Task statement: Write out the data below in full. Keep it exact.

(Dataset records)

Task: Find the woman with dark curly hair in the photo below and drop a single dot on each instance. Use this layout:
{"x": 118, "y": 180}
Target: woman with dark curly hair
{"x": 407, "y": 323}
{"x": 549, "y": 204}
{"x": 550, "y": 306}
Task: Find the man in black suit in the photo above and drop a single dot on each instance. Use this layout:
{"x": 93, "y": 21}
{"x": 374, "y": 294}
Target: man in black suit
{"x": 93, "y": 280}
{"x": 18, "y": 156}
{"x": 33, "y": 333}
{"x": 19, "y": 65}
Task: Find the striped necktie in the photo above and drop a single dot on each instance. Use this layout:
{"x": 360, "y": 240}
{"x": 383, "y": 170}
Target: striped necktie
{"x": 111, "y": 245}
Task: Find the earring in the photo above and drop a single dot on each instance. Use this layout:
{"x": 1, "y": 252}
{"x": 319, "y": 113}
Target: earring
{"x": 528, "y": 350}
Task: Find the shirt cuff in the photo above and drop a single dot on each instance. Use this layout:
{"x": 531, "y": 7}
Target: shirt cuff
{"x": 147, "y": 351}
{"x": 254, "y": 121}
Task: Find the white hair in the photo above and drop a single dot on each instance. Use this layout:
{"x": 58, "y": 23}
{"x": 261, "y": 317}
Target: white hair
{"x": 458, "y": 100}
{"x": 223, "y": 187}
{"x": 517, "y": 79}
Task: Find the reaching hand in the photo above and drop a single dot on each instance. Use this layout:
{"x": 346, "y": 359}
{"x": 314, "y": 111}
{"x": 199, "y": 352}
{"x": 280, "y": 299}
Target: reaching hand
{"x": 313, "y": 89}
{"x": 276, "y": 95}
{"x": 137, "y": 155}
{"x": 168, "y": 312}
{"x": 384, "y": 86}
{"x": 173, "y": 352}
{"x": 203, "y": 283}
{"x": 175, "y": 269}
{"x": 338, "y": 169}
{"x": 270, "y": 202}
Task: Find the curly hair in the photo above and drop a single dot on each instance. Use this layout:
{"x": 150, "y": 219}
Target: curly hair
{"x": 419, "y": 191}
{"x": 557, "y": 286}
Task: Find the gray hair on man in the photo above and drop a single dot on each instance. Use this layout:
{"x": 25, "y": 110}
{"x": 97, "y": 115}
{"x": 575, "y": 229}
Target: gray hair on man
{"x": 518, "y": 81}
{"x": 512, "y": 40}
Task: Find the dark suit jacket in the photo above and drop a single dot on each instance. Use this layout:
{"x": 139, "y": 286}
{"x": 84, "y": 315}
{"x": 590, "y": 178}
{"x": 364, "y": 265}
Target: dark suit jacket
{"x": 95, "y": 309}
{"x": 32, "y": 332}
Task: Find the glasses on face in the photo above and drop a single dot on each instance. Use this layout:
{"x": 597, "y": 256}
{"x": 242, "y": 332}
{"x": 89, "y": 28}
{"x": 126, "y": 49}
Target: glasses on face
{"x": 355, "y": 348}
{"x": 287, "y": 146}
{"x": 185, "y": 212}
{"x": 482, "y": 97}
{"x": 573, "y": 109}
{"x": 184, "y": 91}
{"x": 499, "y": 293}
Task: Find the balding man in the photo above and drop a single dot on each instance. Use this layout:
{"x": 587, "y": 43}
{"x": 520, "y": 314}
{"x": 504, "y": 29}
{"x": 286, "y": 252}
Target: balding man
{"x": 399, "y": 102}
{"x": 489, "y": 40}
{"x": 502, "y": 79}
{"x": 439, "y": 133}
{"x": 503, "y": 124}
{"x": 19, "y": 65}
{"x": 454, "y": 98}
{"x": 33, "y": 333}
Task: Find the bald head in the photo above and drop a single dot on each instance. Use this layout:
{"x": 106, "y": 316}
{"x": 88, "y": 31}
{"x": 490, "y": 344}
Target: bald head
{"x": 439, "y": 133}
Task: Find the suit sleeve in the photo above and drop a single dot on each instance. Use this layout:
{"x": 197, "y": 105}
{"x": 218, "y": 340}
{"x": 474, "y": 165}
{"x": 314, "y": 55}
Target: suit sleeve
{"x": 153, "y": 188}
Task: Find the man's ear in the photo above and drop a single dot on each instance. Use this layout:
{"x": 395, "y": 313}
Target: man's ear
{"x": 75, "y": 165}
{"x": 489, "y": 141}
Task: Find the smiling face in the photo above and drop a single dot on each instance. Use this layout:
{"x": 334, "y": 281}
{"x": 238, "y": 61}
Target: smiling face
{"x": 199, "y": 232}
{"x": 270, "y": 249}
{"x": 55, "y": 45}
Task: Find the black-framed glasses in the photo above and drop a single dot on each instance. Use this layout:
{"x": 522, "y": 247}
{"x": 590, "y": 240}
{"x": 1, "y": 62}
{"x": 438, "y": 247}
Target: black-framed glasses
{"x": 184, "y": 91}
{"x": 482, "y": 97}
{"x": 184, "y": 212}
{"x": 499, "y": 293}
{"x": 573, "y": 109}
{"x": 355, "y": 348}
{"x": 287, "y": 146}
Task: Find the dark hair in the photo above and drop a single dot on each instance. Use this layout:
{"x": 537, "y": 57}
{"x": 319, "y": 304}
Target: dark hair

Answer for this exercise:
Task: Find the woman with dark curly hair in the photo below and drop a single dot on each instance. Use this layout:
{"x": 118, "y": 180}
Target: woman with dark curly hair
{"x": 407, "y": 323}
{"x": 549, "y": 204}
{"x": 550, "y": 306}
Task: Find the man in black suit in the photo above and drop a single dot on each instance. Use this layout:
{"x": 93, "y": 21}
{"x": 374, "y": 294}
Target: man in black suit
{"x": 93, "y": 280}
{"x": 18, "y": 156}
{"x": 33, "y": 333}
{"x": 19, "y": 65}
Task: Find the striped necktie in the photo above and drop a single dot on each instance. Use this layout:
{"x": 360, "y": 240}
{"x": 383, "y": 170}
Target: striped necktie
{"x": 111, "y": 245}
Task: Find the earring in the photo above and drop a single dot on each instance. Use this layout:
{"x": 1, "y": 252}
{"x": 319, "y": 113}
Target: earring
{"x": 528, "y": 350}
Task: Find the shirt cuff in the photo above and drop a single dot on each instance. Use this layout:
{"x": 531, "y": 7}
Target: shirt cuff
{"x": 147, "y": 351}
{"x": 254, "y": 121}
Task: Find the white hair in the photo above and drop a single dot on each instance. Use this layout:
{"x": 58, "y": 23}
{"x": 261, "y": 317}
Target: white hair
{"x": 458, "y": 100}
{"x": 223, "y": 187}
{"x": 517, "y": 79}
Task: Find the reaching hand in the photo above and drop a single dot on each instance. Use this layout:
{"x": 346, "y": 359}
{"x": 314, "y": 111}
{"x": 199, "y": 352}
{"x": 280, "y": 299}
Target: reaching hand
{"x": 313, "y": 89}
{"x": 276, "y": 95}
{"x": 137, "y": 155}
{"x": 168, "y": 312}
{"x": 384, "y": 86}
{"x": 173, "y": 352}
{"x": 203, "y": 283}
{"x": 175, "y": 269}
{"x": 338, "y": 169}
{"x": 270, "y": 202}
Task: Find the curly hair in the photo above and drop a single dot on each instance. Use this layout:
{"x": 150, "y": 219}
Target: curly hair
{"x": 419, "y": 191}
{"x": 557, "y": 286}
Task: Find the gray hair on man in the photo above and drop a single dot on each instance. Use this layout:
{"x": 25, "y": 110}
{"x": 97, "y": 115}
{"x": 575, "y": 229}
Target: gray hair on man
{"x": 518, "y": 81}
{"x": 512, "y": 40}
Task: Find the dark suit jacket in the photo above and drop a single dot on each instance. Use this layout:
{"x": 139, "y": 286}
{"x": 84, "y": 315}
{"x": 590, "y": 178}
{"x": 364, "y": 265}
Target: dark suit jacket
{"x": 95, "y": 309}
{"x": 32, "y": 332}
Task: Find the glasses on face in the photo above and drop a single dot on each instance. Use this layout:
{"x": 597, "y": 256}
{"x": 242, "y": 332}
{"x": 89, "y": 28}
{"x": 126, "y": 49}
Target: glasses on face
{"x": 355, "y": 348}
{"x": 287, "y": 146}
{"x": 185, "y": 212}
{"x": 482, "y": 97}
{"x": 573, "y": 109}
{"x": 184, "y": 91}
{"x": 499, "y": 293}
Task: Find the balding man in the photo above and drop a single dot on each instance. Use this layout:
{"x": 587, "y": 43}
{"x": 520, "y": 314}
{"x": 504, "y": 29}
{"x": 286, "y": 252}
Target: balding man
{"x": 399, "y": 102}
{"x": 489, "y": 40}
{"x": 502, "y": 79}
{"x": 439, "y": 133}
{"x": 503, "y": 124}
{"x": 19, "y": 65}
{"x": 454, "y": 98}
{"x": 33, "y": 333}
Task: Find the bald head in the photo above and drop a single dot on each instance. Use this layout:
{"x": 106, "y": 316}
{"x": 88, "y": 31}
{"x": 490, "y": 344}
Target: bald head
{"x": 439, "y": 133}
Task: Find the suit sleeve in the photo above and drop a single dot on each instance. Use this layout:
{"x": 197, "y": 105}
{"x": 218, "y": 340}
{"x": 474, "y": 165}
{"x": 314, "y": 55}
Target: suit sleeve
{"x": 153, "y": 188}
Task: Find the man's ear in the photo above and drop a single dot on each instance. Use this layout:
{"x": 395, "y": 313}
Target: man's ear
{"x": 75, "y": 165}
{"x": 489, "y": 141}
Task: Find the smiling face in the photo above and drop a single dot on each instance. Use this layout:
{"x": 334, "y": 281}
{"x": 238, "y": 61}
Target: smiling face
{"x": 199, "y": 232}
{"x": 270, "y": 249}
{"x": 55, "y": 45}
Task: Find the black-framed glasses in the photo above and drop a single dot on each instance. Use this layout:
{"x": 522, "y": 247}
{"x": 590, "y": 240}
{"x": 1, "y": 62}
{"x": 438, "y": 247}
Target: black-framed glasses
{"x": 184, "y": 91}
{"x": 482, "y": 97}
{"x": 184, "y": 212}
{"x": 499, "y": 293}
{"x": 573, "y": 109}
{"x": 355, "y": 348}
{"x": 287, "y": 146}
Task: Find the dark hair in the photo above and drop a single dot on each instance. Use this layout:
{"x": 537, "y": 57}
{"x": 319, "y": 304}
Target: dark hair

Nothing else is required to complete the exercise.